To use the BlastTk library, the application need only inlclude the header NvBlastTk.h, found in the <b>include/toolkit</b> folder, and link
against the appropriate version of the NvBlastTk library.  Depending on the platform and configuration, various suffixes will be added to the library
name.  The general naming scheme is

NvBlastTk(config)(arch).(ext)

(config) is DEBUG, CHECKED, OR PROFILE for the corresponding configurations.  For a release configuration there is no (config) suffix.

(arch) is _x86 or _x64 for Windows 32- and 64-bit builds, respectively, and empty for non-Windows platforms.

(ext) is .lib for static linking and .dll for dynamic linking on Windows.  On XBoxOne it is .lib, and on PS4 it is .a.


<br>
\section framework_init Creating the TkFramework

As a reminder, in this document we assume we are in the Nv::Blast namespace:

\code
using namespace Nv::Blast;
\endcode

In order to use NvBlastTk, one first has to create a TkFramework singleton.  This simply requires a call
to the global function NvBlastTkFrameworkCreate:

\code
TkFramework* framework = NvBlastTkFrameworkCreate();
\endcode

The framework may be accessed via:

\code
TkFramework* framework = NvBlastTkFrameworkGet();
\endcode

In the sections that follow, it is assumed that a framework has been created, and we have a pointer to it named 'framework' within scope.

**Material provided**
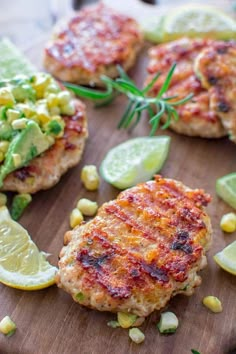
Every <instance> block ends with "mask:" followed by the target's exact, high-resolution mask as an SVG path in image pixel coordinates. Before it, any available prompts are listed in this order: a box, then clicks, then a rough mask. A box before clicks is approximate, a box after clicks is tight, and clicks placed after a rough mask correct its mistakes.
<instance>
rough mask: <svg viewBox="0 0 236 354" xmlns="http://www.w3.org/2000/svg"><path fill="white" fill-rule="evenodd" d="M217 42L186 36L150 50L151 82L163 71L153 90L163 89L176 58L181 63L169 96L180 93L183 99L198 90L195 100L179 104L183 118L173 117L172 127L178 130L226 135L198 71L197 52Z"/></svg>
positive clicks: (194, 134)
mask: <svg viewBox="0 0 236 354" xmlns="http://www.w3.org/2000/svg"><path fill="white" fill-rule="evenodd" d="M213 42H214V41H212V40H209V39H188V38H182V39H179V40H176V41H173V42H170V43H166V44H162V45H158V46H156V47H153V48H151V49H150V51H149V56H150V62H149V65H148V68H147V69H148V72H149V76H148V79H147V81H148V82H149V81H150V80H151V79H152V77H153V76H154V75H155V74H156V73H157V72H160V73H161V75H160V77H159V79H158V80H157V82H156V84H155V86H154V88H153V89H152V90H151V92H150V94H151V95H152V96H154V95H156V94H157V92H158V91H159V90H160V88H161V85H162V84H163V82H164V79H165V78H166V75H167V72H168V71H169V70H170V68H171V66H172V64H173V63H175V62H176V63H177V67H176V69H175V72H174V75H173V78H172V81H171V85H170V88H169V90H168V91H167V94H166V96H174V95H178V98H177V99H182V98H184V97H186V96H187V95H188V94H190V93H193V94H194V97H193V99H192V100H191V101H189V102H187V103H185V104H184V105H181V106H179V107H176V110H177V112H178V114H179V120H178V121H177V122H176V121H172V123H171V125H170V127H171V128H172V129H173V130H175V131H176V132H178V133H182V134H186V135H190V136H201V137H206V138H217V137H221V136H223V135H226V132H225V129H224V128H223V126H222V123H221V120H220V118H219V116H218V115H217V113H216V112H215V110H214V109H212V108H211V106H210V98H209V93H208V91H207V90H206V89H205V88H203V86H202V85H201V82H200V80H199V79H198V77H197V76H196V75H195V73H194V61H195V59H196V57H197V55H198V54H199V53H200V52H201V51H202V50H203V49H205V48H206V47H208V46H210V45H212V43H213Z"/></svg>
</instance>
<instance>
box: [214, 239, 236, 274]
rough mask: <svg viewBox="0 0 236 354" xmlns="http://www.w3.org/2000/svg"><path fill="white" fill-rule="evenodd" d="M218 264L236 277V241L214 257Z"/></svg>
mask: <svg viewBox="0 0 236 354" xmlns="http://www.w3.org/2000/svg"><path fill="white" fill-rule="evenodd" d="M214 260H215V261H216V263H217V264H218V265H219V266H220V267H221V268H223V269H224V270H226V272H229V273H231V274H233V275H236V241H234V242H232V243H231V244H229V245H228V246H227V247H225V248H224V249H223V250H222V251H221V252H218V253H217V254H216V255H215V256H214Z"/></svg>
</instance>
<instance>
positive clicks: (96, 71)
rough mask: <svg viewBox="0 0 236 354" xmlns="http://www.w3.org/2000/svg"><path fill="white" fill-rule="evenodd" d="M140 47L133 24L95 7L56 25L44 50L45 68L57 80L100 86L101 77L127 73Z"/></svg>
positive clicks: (82, 84)
mask: <svg viewBox="0 0 236 354" xmlns="http://www.w3.org/2000/svg"><path fill="white" fill-rule="evenodd" d="M141 44H142V34H141V31H140V29H139V25H138V24H137V22H136V21H135V20H133V19H131V18H129V17H127V16H125V15H121V14H119V13H117V12H116V11H114V10H112V9H110V8H108V7H106V6H105V5H103V4H102V3H101V4H98V5H95V6H90V7H87V8H85V9H83V10H82V11H80V12H78V13H77V14H76V15H75V16H74V17H72V18H71V19H70V20H68V21H67V22H65V23H64V24H61V25H59V26H58V28H57V29H56V30H55V33H54V36H53V39H52V40H51V41H50V42H49V43H48V44H47V46H46V48H45V56H44V65H45V68H46V69H47V70H48V71H49V72H50V73H51V74H53V75H54V76H55V77H56V78H58V79H60V80H65V81H70V82H76V83H79V84H82V85H101V81H100V76H101V75H102V74H105V75H108V76H110V77H116V76H117V75H118V73H117V68H116V65H117V64H120V65H122V66H123V68H124V69H125V70H128V69H129V68H130V67H131V66H132V65H133V64H134V62H135V59H136V54H137V52H138V50H139V49H140V47H141Z"/></svg>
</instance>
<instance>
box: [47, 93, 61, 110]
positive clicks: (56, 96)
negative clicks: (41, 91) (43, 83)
mask: <svg viewBox="0 0 236 354" xmlns="http://www.w3.org/2000/svg"><path fill="white" fill-rule="evenodd" d="M58 102H59V99H58V96H57V95H55V93H49V94H48V95H47V105H48V107H49V108H52V107H56V106H57V105H58Z"/></svg>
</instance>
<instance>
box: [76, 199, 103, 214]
mask: <svg viewBox="0 0 236 354" xmlns="http://www.w3.org/2000/svg"><path fill="white" fill-rule="evenodd" d="M77 209H79V210H80V211H81V213H82V214H83V215H86V216H93V215H95V214H96V212H97V210H98V204H97V203H96V202H92V201H91V200H89V199H86V198H82V199H80V200H79V201H78V203H77Z"/></svg>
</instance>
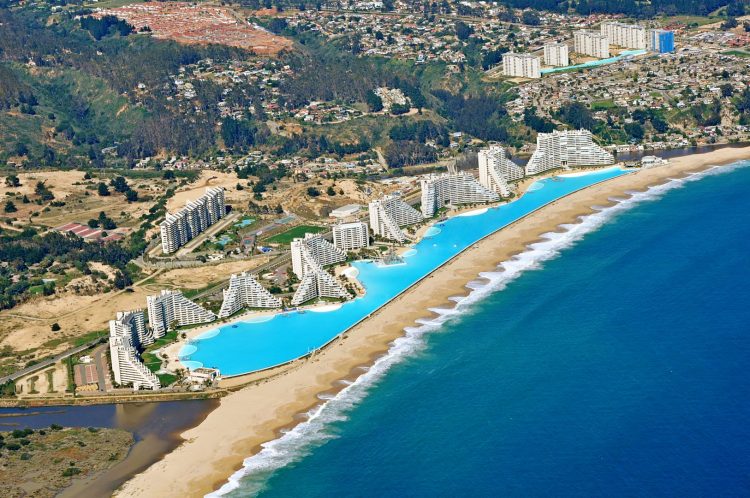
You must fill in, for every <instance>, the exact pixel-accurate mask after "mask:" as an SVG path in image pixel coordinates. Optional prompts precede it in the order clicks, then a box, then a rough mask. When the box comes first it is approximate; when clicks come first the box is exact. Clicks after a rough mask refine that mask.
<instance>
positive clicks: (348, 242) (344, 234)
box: [333, 221, 370, 251]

**What you will do**
- a) Reproduce the BlastTk text from "NvBlastTk(config)(arch).(ext)" to "no (config) suffix.".
- b) According to the BlastTk text, what file extension does the library have on PS4?
- c) Write the next part of the BlastTk text, picking up after its last sentence.
The records are separate from the BlastTk text.

**Results by task**
- a)
NvBlastTk(config)(arch).(ext)

(config) is DEBUG, CHECKED, OR PROFILE for the corresponding configurations.  For a release configuration there is no (config) suffix.

- b) On PS4 the extension is .a.

- c)
Finally, to release the framework, use

\code
framework->release();
\endcode

This will release all assets, families, actors, joints, and groups.

<br>
\section tkasset_creation Creating a TkAsset

The TkAsset object is a high-level wrapper for the low-level NvBlastAsset (see \ref assets).  The descriptor used to create a TkAsset, a TkAssetDesc, is derived from
NvBlastAssetDesc.  The base fields should be filled in as described in (\ref assets).  The new field is an optional array of flags to be associated with each bond in
the base descriptor.  Currently the only flag is "BondJointed," and if set will cause an "internal joint" to be created in actors (TkActor type) created from the asset.
See (\ref tkjoints) for more on joints in BlastTk.

\code
TkAssetDesc desc;

myFunctionToFillInLowLevelAssetFields(desc);	// Fill in the low-level (NvBlastAssetDesc) fields as usual

std::vector<uint8_t*> bondFlags(desc.bondCount, 0);	// Clear all flags

// Set BondJointed flags corresponding to joints selected by the user (assumes a myBondIsJointedFunction to make this selection)
for (uint32_t i = 0; i < desc.bondCount; ++i)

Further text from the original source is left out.